[Stored data entries]

begin

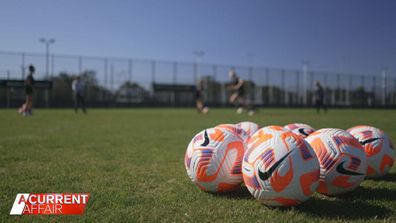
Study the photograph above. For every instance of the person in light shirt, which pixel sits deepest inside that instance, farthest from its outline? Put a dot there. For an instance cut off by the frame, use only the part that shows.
(78, 88)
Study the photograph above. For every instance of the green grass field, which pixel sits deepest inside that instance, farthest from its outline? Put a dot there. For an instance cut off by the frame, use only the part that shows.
(131, 161)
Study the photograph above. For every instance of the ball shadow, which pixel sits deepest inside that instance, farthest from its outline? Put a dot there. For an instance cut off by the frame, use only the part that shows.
(345, 209)
(240, 193)
(391, 177)
(366, 193)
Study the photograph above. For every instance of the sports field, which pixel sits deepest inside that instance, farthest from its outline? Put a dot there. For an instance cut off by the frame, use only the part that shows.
(131, 161)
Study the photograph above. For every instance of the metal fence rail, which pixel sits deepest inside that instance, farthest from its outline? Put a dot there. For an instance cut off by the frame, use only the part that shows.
(267, 86)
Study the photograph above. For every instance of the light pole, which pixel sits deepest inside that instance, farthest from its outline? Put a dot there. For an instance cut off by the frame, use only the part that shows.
(47, 42)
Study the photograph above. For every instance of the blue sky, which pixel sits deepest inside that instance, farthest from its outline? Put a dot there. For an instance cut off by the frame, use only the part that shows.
(356, 36)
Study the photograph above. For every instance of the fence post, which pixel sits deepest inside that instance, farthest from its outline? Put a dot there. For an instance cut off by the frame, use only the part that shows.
(105, 79)
(153, 71)
(195, 72)
(23, 66)
(383, 87)
(297, 88)
(112, 78)
(305, 77)
(338, 90)
(269, 86)
(283, 87)
(174, 82)
(214, 72)
(130, 67)
(8, 90)
(79, 65)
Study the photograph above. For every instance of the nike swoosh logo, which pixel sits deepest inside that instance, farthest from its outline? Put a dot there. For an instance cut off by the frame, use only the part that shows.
(206, 142)
(368, 141)
(266, 175)
(302, 132)
(342, 170)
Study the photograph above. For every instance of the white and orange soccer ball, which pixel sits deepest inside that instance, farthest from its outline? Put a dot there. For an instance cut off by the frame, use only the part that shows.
(237, 130)
(378, 147)
(213, 160)
(300, 129)
(342, 160)
(280, 168)
(249, 127)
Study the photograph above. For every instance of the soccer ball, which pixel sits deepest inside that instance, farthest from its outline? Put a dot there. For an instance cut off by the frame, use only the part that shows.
(249, 127)
(342, 160)
(213, 160)
(236, 130)
(379, 149)
(300, 129)
(280, 168)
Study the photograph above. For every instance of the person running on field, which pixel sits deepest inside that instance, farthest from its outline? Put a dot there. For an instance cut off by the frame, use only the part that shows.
(78, 90)
(319, 97)
(26, 108)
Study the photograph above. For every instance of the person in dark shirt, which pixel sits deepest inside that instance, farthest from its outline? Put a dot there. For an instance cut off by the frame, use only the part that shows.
(26, 109)
(319, 97)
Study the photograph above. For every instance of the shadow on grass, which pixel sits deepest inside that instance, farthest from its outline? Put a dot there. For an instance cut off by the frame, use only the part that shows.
(343, 209)
(350, 206)
(240, 193)
(366, 193)
(389, 177)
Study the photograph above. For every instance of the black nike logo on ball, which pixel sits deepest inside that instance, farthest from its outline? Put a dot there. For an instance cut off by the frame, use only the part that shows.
(368, 141)
(302, 132)
(266, 175)
(342, 170)
(206, 142)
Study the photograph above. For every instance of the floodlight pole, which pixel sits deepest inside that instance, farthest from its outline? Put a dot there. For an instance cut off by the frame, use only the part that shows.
(47, 43)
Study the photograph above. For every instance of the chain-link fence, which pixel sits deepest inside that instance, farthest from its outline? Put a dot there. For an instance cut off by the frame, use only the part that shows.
(136, 82)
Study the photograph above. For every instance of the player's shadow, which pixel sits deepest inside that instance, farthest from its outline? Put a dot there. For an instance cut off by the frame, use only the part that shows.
(366, 194)
(342, 209)
(389, 177)
(240, 193)
(354, 205)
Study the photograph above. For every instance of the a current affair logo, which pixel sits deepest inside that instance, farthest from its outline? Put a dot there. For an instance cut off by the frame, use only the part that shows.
(49, 204)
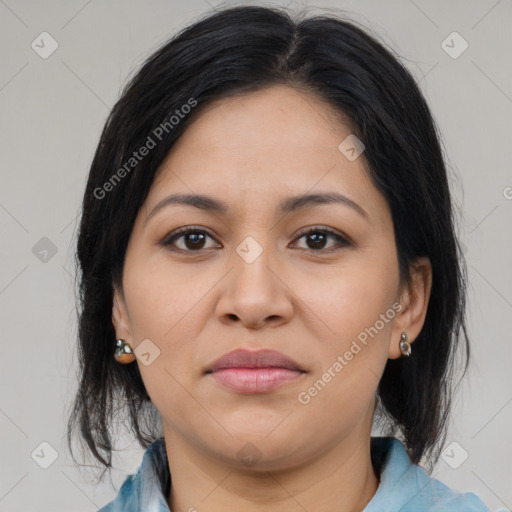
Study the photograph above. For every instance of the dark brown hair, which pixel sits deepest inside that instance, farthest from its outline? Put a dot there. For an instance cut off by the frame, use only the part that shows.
(236, 51)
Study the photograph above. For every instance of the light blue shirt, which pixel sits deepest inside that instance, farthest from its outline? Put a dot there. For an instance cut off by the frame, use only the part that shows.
(404, 486)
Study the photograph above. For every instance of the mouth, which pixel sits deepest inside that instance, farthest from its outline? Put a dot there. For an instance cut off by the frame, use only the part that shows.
(260, 371)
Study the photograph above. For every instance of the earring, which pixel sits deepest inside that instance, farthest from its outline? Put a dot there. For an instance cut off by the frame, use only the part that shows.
(405, 346)
(123, 353)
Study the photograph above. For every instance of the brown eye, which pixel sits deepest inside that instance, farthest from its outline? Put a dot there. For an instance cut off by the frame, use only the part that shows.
(316, 239)
(193, 240)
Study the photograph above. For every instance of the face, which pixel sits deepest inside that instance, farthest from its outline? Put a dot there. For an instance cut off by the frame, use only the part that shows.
(317, 281)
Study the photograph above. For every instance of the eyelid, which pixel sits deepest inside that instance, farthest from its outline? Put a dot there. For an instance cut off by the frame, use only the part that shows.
(342, 239)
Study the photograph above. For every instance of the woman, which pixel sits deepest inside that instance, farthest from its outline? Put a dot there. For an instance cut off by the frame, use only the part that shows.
(269, 268)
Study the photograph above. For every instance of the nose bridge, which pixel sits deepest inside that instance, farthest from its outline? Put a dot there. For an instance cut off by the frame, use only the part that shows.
(254, 291)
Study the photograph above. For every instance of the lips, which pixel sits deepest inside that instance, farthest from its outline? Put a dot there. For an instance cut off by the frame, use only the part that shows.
(265, 358)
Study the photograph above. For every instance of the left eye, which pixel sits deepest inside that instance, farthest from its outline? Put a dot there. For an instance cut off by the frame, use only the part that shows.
(325, 234)
(194, 239)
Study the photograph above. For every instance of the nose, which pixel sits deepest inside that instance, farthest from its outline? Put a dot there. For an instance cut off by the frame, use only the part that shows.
(255, 293)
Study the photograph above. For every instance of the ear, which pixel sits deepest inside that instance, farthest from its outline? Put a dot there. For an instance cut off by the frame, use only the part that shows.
(414, 300)
(120, 316)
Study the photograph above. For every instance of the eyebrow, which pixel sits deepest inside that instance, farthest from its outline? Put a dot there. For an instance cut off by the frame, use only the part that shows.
(210, 204)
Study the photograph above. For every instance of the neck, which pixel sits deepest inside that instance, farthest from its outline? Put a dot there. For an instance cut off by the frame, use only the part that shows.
(342, 479)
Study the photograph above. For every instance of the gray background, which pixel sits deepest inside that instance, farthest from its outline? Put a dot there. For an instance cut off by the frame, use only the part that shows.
(52, 111)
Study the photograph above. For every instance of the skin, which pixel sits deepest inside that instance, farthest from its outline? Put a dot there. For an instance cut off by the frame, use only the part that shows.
(304, 299)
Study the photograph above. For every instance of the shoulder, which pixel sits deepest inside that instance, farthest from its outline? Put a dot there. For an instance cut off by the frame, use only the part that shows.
(407, 487)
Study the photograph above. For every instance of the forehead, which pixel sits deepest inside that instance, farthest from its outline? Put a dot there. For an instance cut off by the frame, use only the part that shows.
(264, 145)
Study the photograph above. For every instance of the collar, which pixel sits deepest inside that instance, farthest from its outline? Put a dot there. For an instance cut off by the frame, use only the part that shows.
(404, 486)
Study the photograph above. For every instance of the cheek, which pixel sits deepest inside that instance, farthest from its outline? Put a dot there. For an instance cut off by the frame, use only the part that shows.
(351, 298)
(161, 299)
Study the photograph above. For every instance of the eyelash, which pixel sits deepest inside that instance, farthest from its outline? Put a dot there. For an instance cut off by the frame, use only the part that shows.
(180, 233)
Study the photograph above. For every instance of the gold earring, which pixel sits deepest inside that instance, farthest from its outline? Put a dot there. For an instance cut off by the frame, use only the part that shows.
(405, 346)
(123, 353)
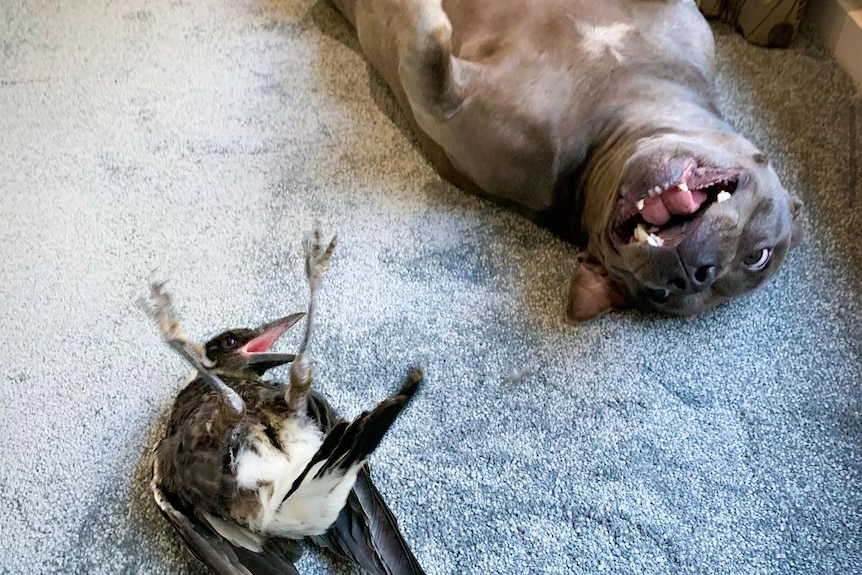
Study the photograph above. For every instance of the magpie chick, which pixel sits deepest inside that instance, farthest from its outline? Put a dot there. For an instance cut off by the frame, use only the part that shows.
(247, 466)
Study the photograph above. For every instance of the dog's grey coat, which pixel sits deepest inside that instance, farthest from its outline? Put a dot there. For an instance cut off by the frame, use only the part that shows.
(201, 138)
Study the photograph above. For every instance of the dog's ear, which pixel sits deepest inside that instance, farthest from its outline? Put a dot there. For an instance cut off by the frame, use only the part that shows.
(795, 221)
(592, 292)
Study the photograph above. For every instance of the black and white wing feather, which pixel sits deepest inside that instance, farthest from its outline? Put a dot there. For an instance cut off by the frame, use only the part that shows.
(271, 557)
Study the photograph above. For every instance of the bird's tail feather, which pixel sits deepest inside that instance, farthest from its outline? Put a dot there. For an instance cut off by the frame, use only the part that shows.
(347, 445)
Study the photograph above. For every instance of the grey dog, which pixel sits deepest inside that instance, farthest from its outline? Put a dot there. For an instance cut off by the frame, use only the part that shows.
(597, 118)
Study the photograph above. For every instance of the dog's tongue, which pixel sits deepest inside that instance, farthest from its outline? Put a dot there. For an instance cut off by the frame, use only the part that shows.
(672, 202)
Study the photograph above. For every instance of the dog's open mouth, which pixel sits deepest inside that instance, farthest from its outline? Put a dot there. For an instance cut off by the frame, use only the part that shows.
(662, 215)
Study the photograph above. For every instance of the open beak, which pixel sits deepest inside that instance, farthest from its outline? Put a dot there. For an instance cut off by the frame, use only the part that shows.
(257, 352)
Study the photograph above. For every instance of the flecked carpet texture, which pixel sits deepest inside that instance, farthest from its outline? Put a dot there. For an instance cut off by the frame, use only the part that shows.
(198, 141)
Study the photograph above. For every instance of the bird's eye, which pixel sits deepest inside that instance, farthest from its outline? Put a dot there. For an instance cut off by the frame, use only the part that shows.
(759, 260)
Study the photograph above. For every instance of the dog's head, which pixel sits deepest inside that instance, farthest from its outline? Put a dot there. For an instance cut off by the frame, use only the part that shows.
(695, 220)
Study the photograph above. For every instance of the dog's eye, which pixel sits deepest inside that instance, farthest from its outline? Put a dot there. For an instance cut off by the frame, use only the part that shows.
(757, 261)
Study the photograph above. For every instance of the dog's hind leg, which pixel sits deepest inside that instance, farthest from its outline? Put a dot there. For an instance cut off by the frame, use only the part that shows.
(416, 36)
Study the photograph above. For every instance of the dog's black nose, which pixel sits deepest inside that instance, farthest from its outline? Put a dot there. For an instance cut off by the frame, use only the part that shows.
(695, 279)
(703, 277)
(658, 295)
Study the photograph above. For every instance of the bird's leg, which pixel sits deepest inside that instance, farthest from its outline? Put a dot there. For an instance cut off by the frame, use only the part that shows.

end

### Aim:
Copy every line from the one holding "the dog's black" through the end of the items, inclusive, into a numbered list. Leave out any blank lines.

### Solution below:
1. Study the photograph above. For every instance of the dog's black nose, which pixel sits deepest inside that instance, farthest from its outline? Put a dot there. For an instance cut off by the frame, use only the part that shows.
2. (695, 279)
3. (703, 277)
4. (658, 295)
5. Study the photograph above. For every instance of the bird's leg, which pixel sits deepest inside that instance, farthest from its outline? Put a dot there. For an instance cut off by the frame, use only the part that shows.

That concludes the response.